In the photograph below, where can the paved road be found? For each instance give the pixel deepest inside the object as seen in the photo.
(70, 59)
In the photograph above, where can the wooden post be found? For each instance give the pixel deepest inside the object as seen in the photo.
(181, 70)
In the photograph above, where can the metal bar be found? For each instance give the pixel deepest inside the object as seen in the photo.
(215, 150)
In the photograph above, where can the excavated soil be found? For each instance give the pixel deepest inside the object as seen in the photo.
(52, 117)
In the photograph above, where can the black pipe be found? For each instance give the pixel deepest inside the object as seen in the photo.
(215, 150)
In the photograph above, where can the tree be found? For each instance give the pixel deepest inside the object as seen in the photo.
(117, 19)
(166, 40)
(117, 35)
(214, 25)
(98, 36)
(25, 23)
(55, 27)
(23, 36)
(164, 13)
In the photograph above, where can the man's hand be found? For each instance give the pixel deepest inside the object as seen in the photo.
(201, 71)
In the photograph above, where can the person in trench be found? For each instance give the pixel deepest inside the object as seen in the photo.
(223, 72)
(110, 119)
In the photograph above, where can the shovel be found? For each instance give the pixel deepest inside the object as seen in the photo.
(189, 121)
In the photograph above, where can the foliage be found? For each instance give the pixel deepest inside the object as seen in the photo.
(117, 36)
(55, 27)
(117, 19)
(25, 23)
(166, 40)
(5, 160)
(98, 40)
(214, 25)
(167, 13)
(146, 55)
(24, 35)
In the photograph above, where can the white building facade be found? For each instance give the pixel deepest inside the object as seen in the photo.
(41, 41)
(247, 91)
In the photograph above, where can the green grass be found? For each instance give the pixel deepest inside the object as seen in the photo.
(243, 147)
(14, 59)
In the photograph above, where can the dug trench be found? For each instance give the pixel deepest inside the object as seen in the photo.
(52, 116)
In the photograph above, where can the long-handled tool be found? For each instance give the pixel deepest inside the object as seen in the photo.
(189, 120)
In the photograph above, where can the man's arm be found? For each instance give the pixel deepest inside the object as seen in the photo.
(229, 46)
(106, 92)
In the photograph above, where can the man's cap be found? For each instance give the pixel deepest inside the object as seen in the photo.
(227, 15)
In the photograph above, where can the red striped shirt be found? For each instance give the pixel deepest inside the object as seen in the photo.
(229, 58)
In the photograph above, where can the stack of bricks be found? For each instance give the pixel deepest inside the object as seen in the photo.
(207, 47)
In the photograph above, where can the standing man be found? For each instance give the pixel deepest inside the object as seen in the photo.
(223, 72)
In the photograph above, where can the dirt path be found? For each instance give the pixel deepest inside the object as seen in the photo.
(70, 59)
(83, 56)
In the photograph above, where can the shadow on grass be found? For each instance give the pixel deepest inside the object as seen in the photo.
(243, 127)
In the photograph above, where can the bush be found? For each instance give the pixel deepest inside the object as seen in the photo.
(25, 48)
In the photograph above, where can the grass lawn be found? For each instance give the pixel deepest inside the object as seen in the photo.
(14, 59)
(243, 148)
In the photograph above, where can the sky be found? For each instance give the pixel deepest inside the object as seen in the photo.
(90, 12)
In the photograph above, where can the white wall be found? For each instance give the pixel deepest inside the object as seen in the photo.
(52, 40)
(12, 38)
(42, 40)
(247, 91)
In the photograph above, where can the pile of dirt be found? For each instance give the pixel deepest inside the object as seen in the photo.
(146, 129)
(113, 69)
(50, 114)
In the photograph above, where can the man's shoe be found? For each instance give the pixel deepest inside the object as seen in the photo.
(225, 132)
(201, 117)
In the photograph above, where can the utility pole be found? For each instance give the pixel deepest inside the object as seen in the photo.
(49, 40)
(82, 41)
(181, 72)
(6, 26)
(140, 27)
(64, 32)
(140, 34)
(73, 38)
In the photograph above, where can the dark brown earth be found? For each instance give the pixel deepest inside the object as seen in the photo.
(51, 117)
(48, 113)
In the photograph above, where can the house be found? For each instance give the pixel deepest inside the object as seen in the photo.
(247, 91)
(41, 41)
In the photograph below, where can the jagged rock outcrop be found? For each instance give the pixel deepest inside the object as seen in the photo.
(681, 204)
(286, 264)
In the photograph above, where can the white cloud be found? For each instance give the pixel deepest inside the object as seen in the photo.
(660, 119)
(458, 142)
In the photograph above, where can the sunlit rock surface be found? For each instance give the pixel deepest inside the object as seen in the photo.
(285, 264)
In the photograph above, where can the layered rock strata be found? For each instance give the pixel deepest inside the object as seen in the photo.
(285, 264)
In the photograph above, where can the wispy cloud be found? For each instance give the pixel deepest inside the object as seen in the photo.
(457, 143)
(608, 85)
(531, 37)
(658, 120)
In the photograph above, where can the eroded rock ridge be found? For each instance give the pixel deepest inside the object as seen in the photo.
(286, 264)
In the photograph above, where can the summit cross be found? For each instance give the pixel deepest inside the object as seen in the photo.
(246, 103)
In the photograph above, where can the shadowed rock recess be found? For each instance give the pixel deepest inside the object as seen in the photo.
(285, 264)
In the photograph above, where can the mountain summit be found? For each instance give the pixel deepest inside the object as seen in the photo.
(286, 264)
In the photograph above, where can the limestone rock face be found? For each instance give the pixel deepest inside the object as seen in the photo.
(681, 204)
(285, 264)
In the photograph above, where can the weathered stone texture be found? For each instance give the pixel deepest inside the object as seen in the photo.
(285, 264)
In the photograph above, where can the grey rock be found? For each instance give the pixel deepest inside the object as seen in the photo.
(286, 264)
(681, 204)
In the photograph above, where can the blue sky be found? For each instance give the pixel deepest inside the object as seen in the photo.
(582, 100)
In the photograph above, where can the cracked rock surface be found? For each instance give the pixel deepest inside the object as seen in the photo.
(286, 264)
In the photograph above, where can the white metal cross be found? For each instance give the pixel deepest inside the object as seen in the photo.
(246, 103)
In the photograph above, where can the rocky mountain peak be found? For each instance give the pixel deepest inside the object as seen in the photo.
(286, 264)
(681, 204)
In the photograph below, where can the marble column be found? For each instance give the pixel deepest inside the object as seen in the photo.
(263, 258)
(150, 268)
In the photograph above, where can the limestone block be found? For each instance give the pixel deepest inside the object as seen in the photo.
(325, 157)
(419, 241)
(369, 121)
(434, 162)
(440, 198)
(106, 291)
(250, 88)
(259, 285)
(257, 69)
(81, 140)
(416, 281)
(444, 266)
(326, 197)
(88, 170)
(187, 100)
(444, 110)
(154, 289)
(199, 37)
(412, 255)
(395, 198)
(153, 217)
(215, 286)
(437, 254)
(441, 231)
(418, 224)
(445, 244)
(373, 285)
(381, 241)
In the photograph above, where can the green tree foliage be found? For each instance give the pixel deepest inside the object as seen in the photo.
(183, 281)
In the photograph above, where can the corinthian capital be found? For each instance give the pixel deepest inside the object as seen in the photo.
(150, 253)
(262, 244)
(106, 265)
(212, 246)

_Stated exercise:_ Repeat every record, keeping each word and mark exactly as it is.

_The output:_
In the photograph below, where can the paved road be found? For each instance give the pixel deepest inside the object as seen in the photo.
(70, 59)
In the photograph above, where can the wooden post be found? For each instance give the pixel deepest inside the object as seen in the photo.
(181, 70)
In the photograph above, where can the metal bar be found? For each instance give the pixel deepest inside the object as seen in the photo.
(215, 150)
In the photograph above, where can the excavated soil be found? For each instance give the pixel deepest inside the object as seen in the photo.
(52, 117)
In the photograph above, where can the black pipe be found? For each instance give the pixel deepest inside the object as seen in the photo.
(215, 150)
In the photograph above, where can the tree be found? For each instance give the pixel deepest inside the object as seen in the photo.
(117, 19)
(166, 40)
(117, 35)
(214, 25)
(98, 36)
(25, 23)
(55, 27)
(23, 36)
(164, 13)
In the photograph above, where can the man's hand be found? For each instance give the pixel deepest inside the object as seen in the photo.
(201, 71)
In the photograph above, where can the person in trench be found? For each instance give the pixel deepest inside the object as seen in the photo.
(223, 72)
(110, 119)
In the photograph above, where can the shovel be found? For each instance give the pixel deepest inside the object as seen in the photo.
(189, 121)
In the photograph above, where can the foliage be found? For each instance give the pixel deepest inside the object as seen in the photo.
(117, 36)
(55, 27)
(117, 19)
(25, 23)
(166, 40)
(5, 160)
(98, 40)
(214, 25)
(167, 13)
(146, 55)
(24, 35)
In the photograph above, where can the white building facade be found? For each instance give the pixel deepest inside the object as seen in the photo.
(41, 41)
(247, 91)
In the photograph above, where can the green grass be found? For each instance give the pixel deepest inside the object as seen in the photo.
(243, 147)
(14, 59)
In the photograph above, where can the dug trench be found? For each instance give the pixel deepest inside the object as seen in the photo.
(52, 116)
In the photograph above, where can the long-handled tool be found? For each instance give the pixel deepest inside the object as seen in the photo.
(189, 120)
In the photograph above, where can the man's arm be found? For each instance give the pixel deepest inside the object as seen in the photo.
(229, 46)
(106, 92)
In the photograph above, where can the man's cap be found? For each instance give the pixel deepest inside the object as seen in the photo.
(227, 15)
In the photograph above, where can the red striped shirt be found? For each instance give the pixel deepest inside the object as seen in the photo.
(229, 58)
In the photograph above, where can the stack of bricks be found? For each instance give the pixel deepest inside the object as seen in the photo.
(207, 47)
In the photograph above, where can the standing man be found? For each instance give the pixel deepest inside the object as seen in the photo.
(223, 72)
In the photograph above, where can the dirt path be found? For each instance give the pixel deepest inside the object as seen in the photo.
(70, 59)
(83, 56)
In the photograph above, where can the shadow on grass be found? For each instance give the pixel deepest inside the object as seen in the photo.
(243, 127)
In the photograph above, where can the bush be found? For each instance give the pixel deepest inside the object as seen in the photo.
(25, 48)
In the photograph above, where can the grass lawn be found? For each instance give the pixel deepest inside the object as seen in the photo.
(14, 59)
(243, 148)
In the photograph above, where can the sky be found? For each instance give the pixel deepest inside the object as seen in the photo.
(90, 12)
In the photograph above, where can the white wall be found? For each instance give the pixel deepest inside the object as seen in the photo.
(52, 40)
(12, 38)
(42, 40)
(247, 91)
In the photograph above, where can the pile of dirt be found? For each instance give the pixel deepest inside the object as seen in the photo.
(146, 129)
(113, 69)
(50, 114)
In the photograph above, where can the man's shoe be found? For each instance give the pixel deepest inside the object as seen in the photo.
(225, 132)
(201, 117)
In the photograph above, where can the utility pole be found? For each instance give the pixel deepest inside the object as seen in the photo.
(49, 40)
(82, 41)
(181, 72)
(6, 26)
(140, 27)
(64, 32)
(140, 34)
(73, 38)
In the photograph above, where can the dark brown earth be found? For each instance give the pixel deepest inside the object as seen in the photo.
(51, 117)
(48, 113)
In the photograph above, where can the house be found? For each instance give the pixel deepest inside the object as seen in the photo.
(247, 91)
(41, 41)
In the photograph below, where can the jagged rock outcrop be found? For each instance give the pixel deepest inside the object as seen in the photo.
(681, 204)
(286, 264)
In the photograph above, where can the white cloud be found? For each instance give the pixel deepest inside the object as seen in the photo.
(660, 119)
(458, 142)
In the photograph above, where can the sunlit rock surface be found? For each instance give the pixel deepest inside the object as seen in the photo.
(285, 264)
In the photograph above, where can the layered rock strata be found? For each instance give the pixel deepest inside the object as seen in the photo.
(285, 264)
In the photograph above, where can the wispy cloud be found? For each instance give the pixel deepest inside the object as seen in the photo.
(457, 143)
(608, 85)
(531, 37)
(658, 120)
In the photograph above, where can the eroded rock ridge be found? For each instance give the pixel deepest inside the object as seen in the photo.
(286, 264)
In the photograph above, where can the summit cross be found? For each instance give the pixel deepest inside the object as seen in the photo.
(246, 103)
In the photograph above, where can the shadowed rock recess be found? For each instance give the pixel deepest inside the object as seen in the photo.
(285, 264)
In the photograph above, where can the mountain summit be found? For each instance give the pixel deepest inside the object as seen in the photo.
(286, 264)
In the photograph above, where can the limestone rock face be found? For each instance give the pixel deepest inside the object as seen in the photo.
(681, 204)
(285, 264)
In the photograph above, where can the weathered stone texture be found? For each instance give the pixel deepest inside the object as seen in the photo.
(285, 264)
In the photograph above, where can the grey rock be found? For each instance give the pixel deepest inside the object as seen in the photo.
(286, 264)
(681, 204)
In the photograph above, where can the blue sky be found? For each instance give the pixel deepest inside the object as seen in the photo.
(582, 100)
In the photograph above, where can the cracked rock surface be found? For each instance give the pixel deepest inside the object as seen in the photo.
(286, 264)
In the photograph above, where can the white metal cross be found? For each instance give the pixel deepest inside the object as seen in the photo.
(246, 103)
In the photograph above, where can the rocky mountain peak be found? For each instance give the pixel deepest inside the object as seen in the photo.
(286, 264)
(681, 204)
In the photograph below, where can the marble column be found? For each instance give the pixel deepest inside the object as seen in the photo.
(263, 258)
(150, 268)
In the photograph above, where can the limestone block be found? For each instance give the pixel deepest inside the object as seen in the photo.
(325, 157)
(419, 241)
(369, 121)
(434, 162)
(440, 198)
(106, 291)
(250, 88)
(259, 285)
(257, 69)
(81, 140)
(416, 281)
(444, 266)
(326, 197)
(88, 170)
(187, 100)
(444, 110)
(154, 289)
(199, 37)
(412, 255)
(395, 198)
(153, 217)
(215, 286)
(437, 254)
(441, 231)
(418, 224)
(445, 244)
(373, 285)
(381, 241)
In the photograph above, where can the green tree foliage be found? For each instance give the pixel deepest inside the object as seen in the photo.
(183, 281)
In the photograph above, where can the corinthian capital be found? For each instance give the pixel deepest inside the object as seen in the photo.
(150, 253)
(262, 244)
(106, 265)
(212, 246)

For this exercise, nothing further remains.